» Data provided:
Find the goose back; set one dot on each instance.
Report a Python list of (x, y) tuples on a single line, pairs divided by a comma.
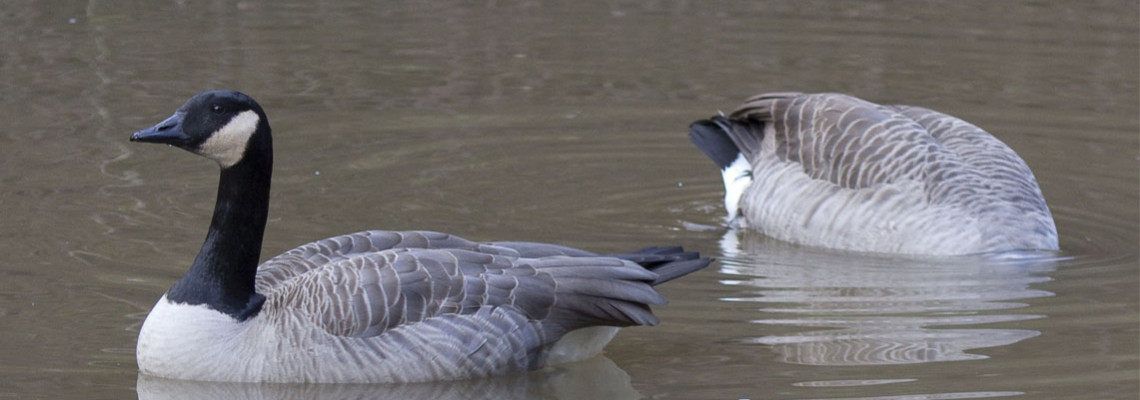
[(837, 171)]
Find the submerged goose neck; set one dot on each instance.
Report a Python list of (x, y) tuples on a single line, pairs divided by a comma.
[(222, 275)]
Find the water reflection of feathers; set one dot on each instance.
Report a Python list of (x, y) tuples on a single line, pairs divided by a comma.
[(877, 309), (594, 378)]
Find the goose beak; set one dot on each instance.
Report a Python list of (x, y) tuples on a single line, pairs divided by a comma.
[(169, 131)]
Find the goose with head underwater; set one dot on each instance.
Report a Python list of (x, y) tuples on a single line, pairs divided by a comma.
[(380, 307), (836, 171)]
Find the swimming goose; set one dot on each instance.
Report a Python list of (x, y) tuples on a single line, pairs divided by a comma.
[(375, 305), (836, 171)]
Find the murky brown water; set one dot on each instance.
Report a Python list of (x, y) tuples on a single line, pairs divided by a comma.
[(567, 122)]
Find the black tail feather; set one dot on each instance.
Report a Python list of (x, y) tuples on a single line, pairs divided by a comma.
[(668, 262)]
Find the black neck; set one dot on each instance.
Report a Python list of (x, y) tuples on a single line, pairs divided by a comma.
[(222, 275)]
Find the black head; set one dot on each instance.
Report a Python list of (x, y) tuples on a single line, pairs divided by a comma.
[(218, 124)]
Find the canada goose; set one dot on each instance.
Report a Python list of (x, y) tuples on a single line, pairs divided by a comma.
[(373, 305), (836, 171)]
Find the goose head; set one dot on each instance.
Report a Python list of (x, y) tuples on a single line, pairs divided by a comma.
[(222, 125)]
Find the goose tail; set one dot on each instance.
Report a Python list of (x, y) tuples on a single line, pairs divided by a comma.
[(668, 262)]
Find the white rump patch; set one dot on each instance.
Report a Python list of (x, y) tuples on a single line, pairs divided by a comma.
[(737, 177), (227, 145)]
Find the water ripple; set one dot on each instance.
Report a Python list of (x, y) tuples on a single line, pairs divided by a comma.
[(879, 309)]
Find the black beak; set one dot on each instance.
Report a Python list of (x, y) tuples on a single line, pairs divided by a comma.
[(168, 131)]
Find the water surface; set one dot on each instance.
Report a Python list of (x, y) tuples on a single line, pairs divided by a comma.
[(567, 122)]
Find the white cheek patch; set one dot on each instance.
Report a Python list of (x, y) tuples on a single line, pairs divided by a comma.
[(737, 177), (227, 145)]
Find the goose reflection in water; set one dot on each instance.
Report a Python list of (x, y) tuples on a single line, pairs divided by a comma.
[(880, 309)]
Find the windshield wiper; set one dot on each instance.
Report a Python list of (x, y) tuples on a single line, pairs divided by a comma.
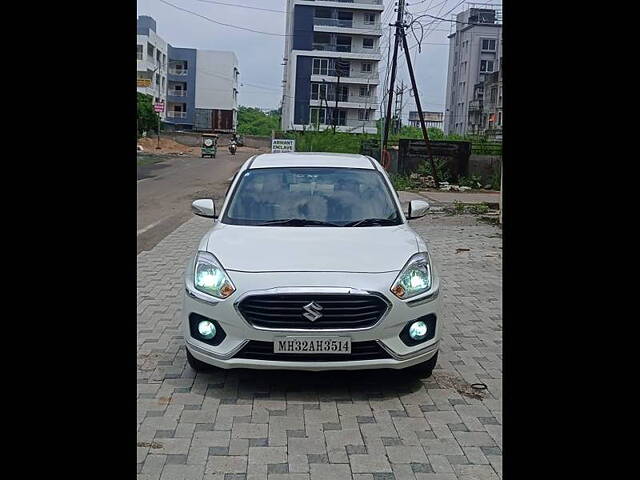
[(366, 222), (298, 222)]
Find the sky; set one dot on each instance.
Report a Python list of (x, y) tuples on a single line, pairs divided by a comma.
[(260, 56)]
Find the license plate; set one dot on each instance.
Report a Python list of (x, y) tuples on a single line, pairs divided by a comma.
[(312, 345)]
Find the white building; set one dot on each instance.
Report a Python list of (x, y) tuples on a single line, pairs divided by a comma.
[(332, 53), (151, 61), (474, 53), (199, 87), (217, 76)]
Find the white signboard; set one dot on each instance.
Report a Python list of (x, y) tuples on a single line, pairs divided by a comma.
[(282, 146)]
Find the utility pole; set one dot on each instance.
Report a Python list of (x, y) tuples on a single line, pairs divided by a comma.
[(335, 111), (398, 110), (394, 65), (340, 69), (400, 35), (407, 54)]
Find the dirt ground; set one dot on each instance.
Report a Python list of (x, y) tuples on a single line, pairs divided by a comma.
[(166, 146)]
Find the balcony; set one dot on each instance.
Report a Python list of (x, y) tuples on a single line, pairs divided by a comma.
[(331, 98), (336, 22), (328, 47), (475, 105)]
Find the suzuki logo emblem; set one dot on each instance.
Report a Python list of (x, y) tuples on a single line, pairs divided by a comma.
[(313, 311)]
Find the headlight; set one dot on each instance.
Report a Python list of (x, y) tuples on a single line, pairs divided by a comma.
[(210, 277), (415, 277)]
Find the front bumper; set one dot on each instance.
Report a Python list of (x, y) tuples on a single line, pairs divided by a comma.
[(385, 333)]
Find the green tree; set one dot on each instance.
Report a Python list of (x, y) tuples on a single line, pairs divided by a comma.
[(147, 118), (253, 121)]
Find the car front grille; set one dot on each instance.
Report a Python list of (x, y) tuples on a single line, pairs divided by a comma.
[(338, 311), (255, 350)]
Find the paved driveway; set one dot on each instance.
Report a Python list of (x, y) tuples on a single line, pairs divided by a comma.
[(233, 425)]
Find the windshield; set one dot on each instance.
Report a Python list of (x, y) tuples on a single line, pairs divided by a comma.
[(312, 197)]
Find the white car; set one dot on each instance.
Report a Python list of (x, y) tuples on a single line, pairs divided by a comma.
[(312, 265)]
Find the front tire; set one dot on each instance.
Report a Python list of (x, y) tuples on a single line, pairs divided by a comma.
[(424, 369), (196, 364)]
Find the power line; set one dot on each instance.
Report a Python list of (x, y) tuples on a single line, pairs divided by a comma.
[(242, 6), (364, 31), (221, 23)]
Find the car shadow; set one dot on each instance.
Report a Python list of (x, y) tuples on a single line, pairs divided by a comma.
[(379, 382)]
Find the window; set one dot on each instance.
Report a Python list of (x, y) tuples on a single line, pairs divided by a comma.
[(486, 66), (488, 45), (343, 44), (322, 13), (320, 66), (318, 116), (364, 114), (338, 196), (318, 91), (345, 19)]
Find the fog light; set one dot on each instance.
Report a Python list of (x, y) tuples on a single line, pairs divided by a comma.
[(207, 330), (418, 330)]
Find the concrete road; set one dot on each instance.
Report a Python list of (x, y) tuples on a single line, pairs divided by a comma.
[(167, 188)]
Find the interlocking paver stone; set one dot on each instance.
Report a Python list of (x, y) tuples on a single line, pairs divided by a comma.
[(224, 425)]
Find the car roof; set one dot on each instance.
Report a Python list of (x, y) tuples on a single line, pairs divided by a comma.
[(310, 159)]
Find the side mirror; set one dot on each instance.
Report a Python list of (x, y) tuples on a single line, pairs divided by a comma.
[(417, 209), (204, 207)]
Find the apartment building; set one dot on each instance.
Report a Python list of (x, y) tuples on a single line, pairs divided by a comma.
[(431, 119), (199, 87), (202, 90), (331, 65), (475, 49), (151, 61)]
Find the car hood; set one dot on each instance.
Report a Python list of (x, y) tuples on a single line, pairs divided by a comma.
[(320, 249)]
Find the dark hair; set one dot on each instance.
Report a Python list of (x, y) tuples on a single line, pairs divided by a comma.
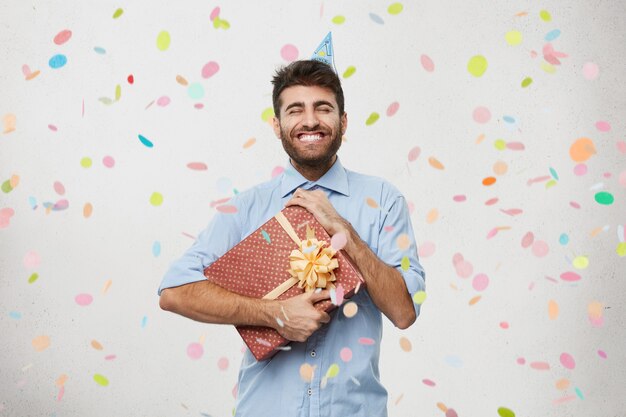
[(307, 73)]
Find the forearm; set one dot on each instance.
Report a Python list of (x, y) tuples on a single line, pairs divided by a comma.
[(206, 302), (385, 284)]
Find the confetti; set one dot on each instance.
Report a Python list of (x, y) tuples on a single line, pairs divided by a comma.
[(145, 141), (195, 350), (83, 299), (427, 63), (163, 40), (372, 119), (63, 37), (101, 380), (477, 65)]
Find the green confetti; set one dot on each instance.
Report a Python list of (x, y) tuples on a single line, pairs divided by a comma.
[(6, 186), (405, 263), (604, 198), (395, 8), (349, 71), (372, 119), (101, 380)]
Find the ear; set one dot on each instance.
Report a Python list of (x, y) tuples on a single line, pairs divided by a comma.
[(276, 126)]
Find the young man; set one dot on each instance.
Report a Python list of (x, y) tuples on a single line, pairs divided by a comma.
[(310, 121)]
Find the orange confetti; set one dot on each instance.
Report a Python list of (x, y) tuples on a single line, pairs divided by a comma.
[(249, 143), (553, 310), (371, 202), (475, 300), (582, 149), (181, 80), (432, 216), (87, 210), (41, 343), (435, 163), (405, 344)]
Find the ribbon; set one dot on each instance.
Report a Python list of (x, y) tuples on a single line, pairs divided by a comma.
[(311, 265)]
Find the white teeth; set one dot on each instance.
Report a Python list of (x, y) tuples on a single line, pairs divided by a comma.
[(310, 138)]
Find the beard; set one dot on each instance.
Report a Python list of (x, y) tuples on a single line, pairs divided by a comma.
[(312, 161)]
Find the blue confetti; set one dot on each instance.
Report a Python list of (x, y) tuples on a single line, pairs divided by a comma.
[(15, 315), (377, 19), (57, 61), (145, 141), (156, 248), (552, 35)]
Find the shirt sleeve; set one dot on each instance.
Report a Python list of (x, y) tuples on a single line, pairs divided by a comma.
[(398, 249), (223, 232)]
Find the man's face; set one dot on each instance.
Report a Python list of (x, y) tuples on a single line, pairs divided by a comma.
[(310, 126)]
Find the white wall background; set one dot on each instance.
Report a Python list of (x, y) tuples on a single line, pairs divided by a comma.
[(476, 362)]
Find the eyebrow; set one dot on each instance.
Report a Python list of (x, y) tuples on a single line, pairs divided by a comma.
[(315, 104)]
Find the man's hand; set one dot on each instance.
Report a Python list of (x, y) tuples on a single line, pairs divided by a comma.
[(298, 316), (318, 204)]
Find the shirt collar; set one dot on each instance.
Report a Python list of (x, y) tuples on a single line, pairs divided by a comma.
[(335, 179)]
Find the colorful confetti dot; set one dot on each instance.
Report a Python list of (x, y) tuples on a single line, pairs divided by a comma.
[(477, 65)]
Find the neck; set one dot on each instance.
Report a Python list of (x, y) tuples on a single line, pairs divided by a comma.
[(313, 173)]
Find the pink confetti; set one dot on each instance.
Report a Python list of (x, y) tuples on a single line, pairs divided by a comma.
[(428, 382), (414, 153), (480, 282), (108, 161), (567, 361), (226, 208), (481, 115), (540, 366), (222, 363), (528, 240), (62, 37), (197, 166), (32, 260), (289, 52), (427, 63), (570, 276), (163, 101), (393, 108), (210, 69), (366, 341), (603, 126), (59, 188), (540, 248), (83, 299), (195, 350)]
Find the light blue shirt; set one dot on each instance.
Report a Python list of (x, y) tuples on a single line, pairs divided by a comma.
[(274, 387)]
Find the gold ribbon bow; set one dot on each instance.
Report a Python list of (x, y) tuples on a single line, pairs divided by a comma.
[(311, 265)]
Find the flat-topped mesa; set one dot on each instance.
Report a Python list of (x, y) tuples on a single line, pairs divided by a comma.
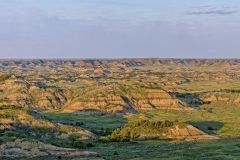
[(156, 99), (130, 102)]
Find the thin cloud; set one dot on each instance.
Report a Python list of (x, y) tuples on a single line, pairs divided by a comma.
[(209, 10)]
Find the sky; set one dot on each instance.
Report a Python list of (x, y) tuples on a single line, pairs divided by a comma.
[(119, 29)]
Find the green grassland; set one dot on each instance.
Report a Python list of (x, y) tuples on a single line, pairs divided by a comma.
[(220, 118), (95, 122), (225, 149)]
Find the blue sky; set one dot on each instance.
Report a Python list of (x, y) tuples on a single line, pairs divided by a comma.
[(119, 28)]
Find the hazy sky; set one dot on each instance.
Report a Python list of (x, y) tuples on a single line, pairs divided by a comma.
[(119, 28)]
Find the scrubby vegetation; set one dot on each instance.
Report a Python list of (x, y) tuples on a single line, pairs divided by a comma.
[(111, 106), (132, 131)]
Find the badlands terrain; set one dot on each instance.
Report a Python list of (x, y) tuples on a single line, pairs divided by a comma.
[(120, 109)]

» To do:
Rewrite the entries as a Markdown table with the columns Row and Line, starting at the first line and ending at the line containing "[(169, 131)]", and give one numbered row per line. Skip blank lines and leave the picture out.

» Exercise output:
| Row | Line |
|---|---|
| 1 | Find the goose back; set one dot on each instance. |
| 2 | Report a Python list of (x, y) tuples on a single line, pairs divided by a comma. |
| 3 | [(837, 171)] |
| 4 | Find the submerged goose neck; set one dot on each instance. |
| 5 | Report a Python list of (x, y) tuples on a single line, pairs divided by a comma. |
| 6 | [(222, 275)] |
| 7 | Find the water reflection of feathers; set one dot on each instance. |
| 8 | Report a Python list of (x, y) tuples on a single line, pairs divided by a comma. |
| 9 | [(877, 309), (594, 378)] |
| 10 | Find the goose beak; set one dot on each instance. |
| 11 | Report a Python list of (x, y) tuples on a single line, pairs divided by a comma. |
| 12 | [(169, 131)] |